* _About this exercise_:
In the records below, find every line with the word "thick" and copy it.

* _Data in this exercise_:
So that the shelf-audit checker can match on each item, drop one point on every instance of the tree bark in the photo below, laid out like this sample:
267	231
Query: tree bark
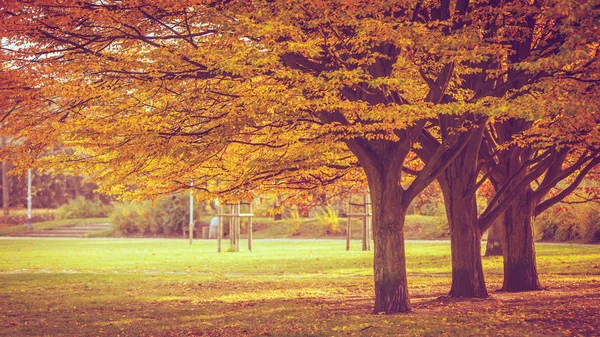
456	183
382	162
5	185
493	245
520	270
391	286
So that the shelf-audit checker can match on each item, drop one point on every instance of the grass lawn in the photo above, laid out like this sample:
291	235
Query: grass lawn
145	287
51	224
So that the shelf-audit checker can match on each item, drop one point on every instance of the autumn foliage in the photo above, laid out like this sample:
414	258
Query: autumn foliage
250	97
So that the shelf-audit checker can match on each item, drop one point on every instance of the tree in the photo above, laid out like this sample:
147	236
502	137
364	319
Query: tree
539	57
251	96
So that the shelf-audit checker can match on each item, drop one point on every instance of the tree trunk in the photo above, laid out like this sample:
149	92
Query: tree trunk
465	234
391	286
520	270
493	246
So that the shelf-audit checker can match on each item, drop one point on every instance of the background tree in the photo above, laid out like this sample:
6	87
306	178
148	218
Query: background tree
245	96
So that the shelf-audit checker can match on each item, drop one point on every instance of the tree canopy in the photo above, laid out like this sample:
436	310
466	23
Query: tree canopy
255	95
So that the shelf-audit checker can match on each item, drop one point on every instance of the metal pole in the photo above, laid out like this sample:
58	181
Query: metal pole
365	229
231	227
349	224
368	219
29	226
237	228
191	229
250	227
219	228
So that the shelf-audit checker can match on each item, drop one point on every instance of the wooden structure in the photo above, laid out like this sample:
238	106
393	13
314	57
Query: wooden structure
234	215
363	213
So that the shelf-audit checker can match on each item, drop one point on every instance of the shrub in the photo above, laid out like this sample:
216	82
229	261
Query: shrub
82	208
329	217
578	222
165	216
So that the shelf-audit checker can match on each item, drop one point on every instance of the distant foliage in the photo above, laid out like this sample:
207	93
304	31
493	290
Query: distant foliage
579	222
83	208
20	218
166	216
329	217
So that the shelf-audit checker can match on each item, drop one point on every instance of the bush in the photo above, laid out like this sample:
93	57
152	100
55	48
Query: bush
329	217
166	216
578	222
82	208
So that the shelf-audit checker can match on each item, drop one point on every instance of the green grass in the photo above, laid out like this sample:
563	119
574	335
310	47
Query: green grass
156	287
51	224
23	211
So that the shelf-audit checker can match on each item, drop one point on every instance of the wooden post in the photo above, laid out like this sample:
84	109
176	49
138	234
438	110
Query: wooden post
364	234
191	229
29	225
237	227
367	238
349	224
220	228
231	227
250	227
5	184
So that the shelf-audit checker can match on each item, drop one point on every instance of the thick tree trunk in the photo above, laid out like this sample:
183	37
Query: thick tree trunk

* _Answer box_:
So that the shelf-audit checker can match on each item, drop one point on every instance of the thick tree trunk in the photo above, laid out like this sample:
Query: thick tree trunk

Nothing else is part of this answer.